- [Extracted text]
A DLP solution can help you with deletion requests through its data at rest scanning capabilities. These allow companies to search their entire networks for specific data sets, and when found, they can take remediation actions such as deletion or encryption. In this way, admins can easily control which personal data remains in a company’s network and devices.
3. Limit the use of personal data
The LGPD requires companies to clarify the purpose of collecting and using personal data and remain loyal to them. This means that they need to ensure that personal data is not used for any other purpose outside its intended services. Organizations must also prevent it from being uploaded to private cloud services or copied to unauthorized devices.
By using powerful scanners to identify sensitive data and monitoring its movement, DLP solutions can assist you with this compliance requirement. After discovering personal data, admins can restrict or block its transfer outside or inside the organization. In this way, users will no longer be able to upload, copy-paste, or print sensitive data.
4. Prevent data tampering and loss
The LGPD requires companies to use technical and administrative measures to protect personal data from unauthorized access, destruction, or loss. DLP solutions are an essential part of this arsenal, preventing incidents that could lead to data breaches by scanning and monitoring data at rest and data in motion. With predefined and custom policies that can restrict or block data transfers, these solutions can help you ensure that personal data doesn’t leave the company network.

- [Assigned task A] Reproduce the passage of the LGPD compliance text word for word, starting at "By using powerful" and ending at "print sensitive data.".
- [Assigned task B] According to the LGPD compliance text, what are users no longer able to do with sensitive data once admins restrict or block its transfer?
- [Assigned task C] Write the next part of the text on DLP solutions and LGPD compliance, beginning after its final sentence.

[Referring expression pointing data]

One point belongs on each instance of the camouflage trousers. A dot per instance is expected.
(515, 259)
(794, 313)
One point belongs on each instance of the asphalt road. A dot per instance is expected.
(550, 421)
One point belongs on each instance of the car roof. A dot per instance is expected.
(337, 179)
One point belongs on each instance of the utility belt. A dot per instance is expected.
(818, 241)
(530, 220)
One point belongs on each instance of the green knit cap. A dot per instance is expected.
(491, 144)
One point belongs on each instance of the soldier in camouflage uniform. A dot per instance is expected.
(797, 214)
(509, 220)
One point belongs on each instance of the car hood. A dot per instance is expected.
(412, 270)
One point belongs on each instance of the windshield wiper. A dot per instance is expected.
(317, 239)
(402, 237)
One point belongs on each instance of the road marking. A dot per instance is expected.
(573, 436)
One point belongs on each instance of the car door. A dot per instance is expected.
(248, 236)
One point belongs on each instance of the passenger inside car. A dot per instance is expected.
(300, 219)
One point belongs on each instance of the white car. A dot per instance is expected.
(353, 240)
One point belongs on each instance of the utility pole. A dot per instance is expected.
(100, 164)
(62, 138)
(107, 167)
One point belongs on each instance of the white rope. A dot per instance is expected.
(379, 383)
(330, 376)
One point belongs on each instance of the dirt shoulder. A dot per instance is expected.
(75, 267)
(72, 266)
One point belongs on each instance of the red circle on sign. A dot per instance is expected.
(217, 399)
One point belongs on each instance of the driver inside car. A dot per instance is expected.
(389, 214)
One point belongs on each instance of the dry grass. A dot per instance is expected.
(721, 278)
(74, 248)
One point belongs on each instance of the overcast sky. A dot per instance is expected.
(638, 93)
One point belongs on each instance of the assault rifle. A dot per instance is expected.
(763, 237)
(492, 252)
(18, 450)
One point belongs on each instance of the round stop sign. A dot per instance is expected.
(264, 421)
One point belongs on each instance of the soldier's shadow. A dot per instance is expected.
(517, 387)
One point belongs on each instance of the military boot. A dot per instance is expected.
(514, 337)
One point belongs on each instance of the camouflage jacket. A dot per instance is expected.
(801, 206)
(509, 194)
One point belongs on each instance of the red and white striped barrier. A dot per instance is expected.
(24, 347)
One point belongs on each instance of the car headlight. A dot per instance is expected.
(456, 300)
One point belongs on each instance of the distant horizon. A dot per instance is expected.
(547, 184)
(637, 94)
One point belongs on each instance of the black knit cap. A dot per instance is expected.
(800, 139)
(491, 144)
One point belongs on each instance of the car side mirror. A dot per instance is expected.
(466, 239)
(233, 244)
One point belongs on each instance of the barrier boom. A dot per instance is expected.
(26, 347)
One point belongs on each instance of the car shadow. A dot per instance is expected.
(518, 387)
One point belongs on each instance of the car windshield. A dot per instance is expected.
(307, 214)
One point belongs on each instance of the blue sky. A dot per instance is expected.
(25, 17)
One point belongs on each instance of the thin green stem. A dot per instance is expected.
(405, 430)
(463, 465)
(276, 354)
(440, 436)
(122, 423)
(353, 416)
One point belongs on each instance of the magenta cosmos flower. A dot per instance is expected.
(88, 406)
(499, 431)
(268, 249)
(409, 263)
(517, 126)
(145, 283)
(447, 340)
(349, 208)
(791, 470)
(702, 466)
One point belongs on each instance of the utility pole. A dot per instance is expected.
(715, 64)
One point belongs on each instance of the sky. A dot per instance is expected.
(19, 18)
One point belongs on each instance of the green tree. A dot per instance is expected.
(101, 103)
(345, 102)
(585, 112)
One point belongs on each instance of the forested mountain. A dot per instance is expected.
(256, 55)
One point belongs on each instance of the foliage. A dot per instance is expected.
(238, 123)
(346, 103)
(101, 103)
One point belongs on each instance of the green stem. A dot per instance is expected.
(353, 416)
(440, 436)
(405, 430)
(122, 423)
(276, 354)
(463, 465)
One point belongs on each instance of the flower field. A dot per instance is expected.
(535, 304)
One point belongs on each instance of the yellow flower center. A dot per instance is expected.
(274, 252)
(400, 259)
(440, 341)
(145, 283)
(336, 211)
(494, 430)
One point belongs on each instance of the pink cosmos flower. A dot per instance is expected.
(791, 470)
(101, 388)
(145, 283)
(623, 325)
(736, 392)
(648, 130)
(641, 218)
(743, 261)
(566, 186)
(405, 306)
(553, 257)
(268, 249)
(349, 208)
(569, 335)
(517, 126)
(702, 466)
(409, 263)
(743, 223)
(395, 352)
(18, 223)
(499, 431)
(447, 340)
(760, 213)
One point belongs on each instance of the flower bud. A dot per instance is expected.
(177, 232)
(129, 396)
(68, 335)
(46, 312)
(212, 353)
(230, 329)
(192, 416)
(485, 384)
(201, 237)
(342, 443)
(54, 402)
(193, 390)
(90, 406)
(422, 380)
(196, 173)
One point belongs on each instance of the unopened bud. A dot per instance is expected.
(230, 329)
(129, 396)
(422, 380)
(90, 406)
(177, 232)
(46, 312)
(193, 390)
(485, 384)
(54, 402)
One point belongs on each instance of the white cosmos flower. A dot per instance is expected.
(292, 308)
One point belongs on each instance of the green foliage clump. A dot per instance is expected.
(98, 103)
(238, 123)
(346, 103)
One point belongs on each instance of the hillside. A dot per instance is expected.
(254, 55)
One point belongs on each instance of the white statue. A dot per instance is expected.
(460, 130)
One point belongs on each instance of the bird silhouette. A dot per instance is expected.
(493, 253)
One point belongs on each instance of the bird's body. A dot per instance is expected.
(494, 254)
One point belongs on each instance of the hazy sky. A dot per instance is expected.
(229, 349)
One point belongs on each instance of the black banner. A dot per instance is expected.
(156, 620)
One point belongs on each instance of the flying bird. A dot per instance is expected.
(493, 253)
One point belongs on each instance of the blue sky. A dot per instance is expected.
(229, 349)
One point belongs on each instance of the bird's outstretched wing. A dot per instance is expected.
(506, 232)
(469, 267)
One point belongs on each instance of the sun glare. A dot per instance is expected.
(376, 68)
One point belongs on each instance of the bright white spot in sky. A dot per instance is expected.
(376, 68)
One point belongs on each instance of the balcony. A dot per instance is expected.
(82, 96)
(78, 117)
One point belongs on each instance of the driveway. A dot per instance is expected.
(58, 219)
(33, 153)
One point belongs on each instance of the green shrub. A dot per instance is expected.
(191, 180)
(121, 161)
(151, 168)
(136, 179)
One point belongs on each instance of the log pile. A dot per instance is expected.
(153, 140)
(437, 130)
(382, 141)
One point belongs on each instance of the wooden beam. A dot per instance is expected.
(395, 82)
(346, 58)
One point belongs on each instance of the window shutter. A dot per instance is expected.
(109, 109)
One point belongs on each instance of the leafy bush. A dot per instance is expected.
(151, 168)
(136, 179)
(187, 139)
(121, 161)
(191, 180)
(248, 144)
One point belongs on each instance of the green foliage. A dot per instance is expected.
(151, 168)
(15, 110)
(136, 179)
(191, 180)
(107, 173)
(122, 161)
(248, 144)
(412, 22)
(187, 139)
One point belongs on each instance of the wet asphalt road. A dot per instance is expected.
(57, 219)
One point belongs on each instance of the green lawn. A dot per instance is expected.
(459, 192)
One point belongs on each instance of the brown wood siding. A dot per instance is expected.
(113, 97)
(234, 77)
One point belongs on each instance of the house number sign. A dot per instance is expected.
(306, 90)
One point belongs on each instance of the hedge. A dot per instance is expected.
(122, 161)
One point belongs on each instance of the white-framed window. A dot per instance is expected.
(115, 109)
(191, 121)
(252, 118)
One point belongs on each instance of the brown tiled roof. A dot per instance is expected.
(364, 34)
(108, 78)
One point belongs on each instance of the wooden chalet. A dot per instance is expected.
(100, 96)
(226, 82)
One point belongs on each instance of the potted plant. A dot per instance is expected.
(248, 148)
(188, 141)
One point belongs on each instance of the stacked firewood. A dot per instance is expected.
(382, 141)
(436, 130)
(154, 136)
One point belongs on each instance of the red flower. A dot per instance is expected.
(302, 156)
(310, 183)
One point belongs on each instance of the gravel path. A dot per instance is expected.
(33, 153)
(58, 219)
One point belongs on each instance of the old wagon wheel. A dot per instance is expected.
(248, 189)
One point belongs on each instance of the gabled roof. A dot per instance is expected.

- [Task response A]
By using powerful scanners to identify sensitive data and monitoring its movement, DLP solutions can assist you with this compliance requirement. After discovering personal data, admins can restrict or block its transfer outside or inside the organization. In this way, users will no longer be able to upload, copy-paste, or print sensitive data.

- [Task response B] They can no longer upload, copy-paste, or print sensitive data.

- [Task response C]
5. Maintain personal data security standards
Like the GDPR, LGPD requires companies to design their data processing systems and procedures with privacy by default in mind. This means that privacy has to be a default setting rather than an afterthought. Organizations should also be prepared to demonstrate the effectiveness of the adopted data security measures to the ANPD, as an audit could be carried out at any time.
DLP tools offer unparalleled insight into your company’s data. Admins can set strict rules for specific sets of sensitive data and, at the same time, enable employees to manage data outside of these categories freely. With a DLP solution, it also becomes easier to determine policy breaches and report them back to the processors to take action.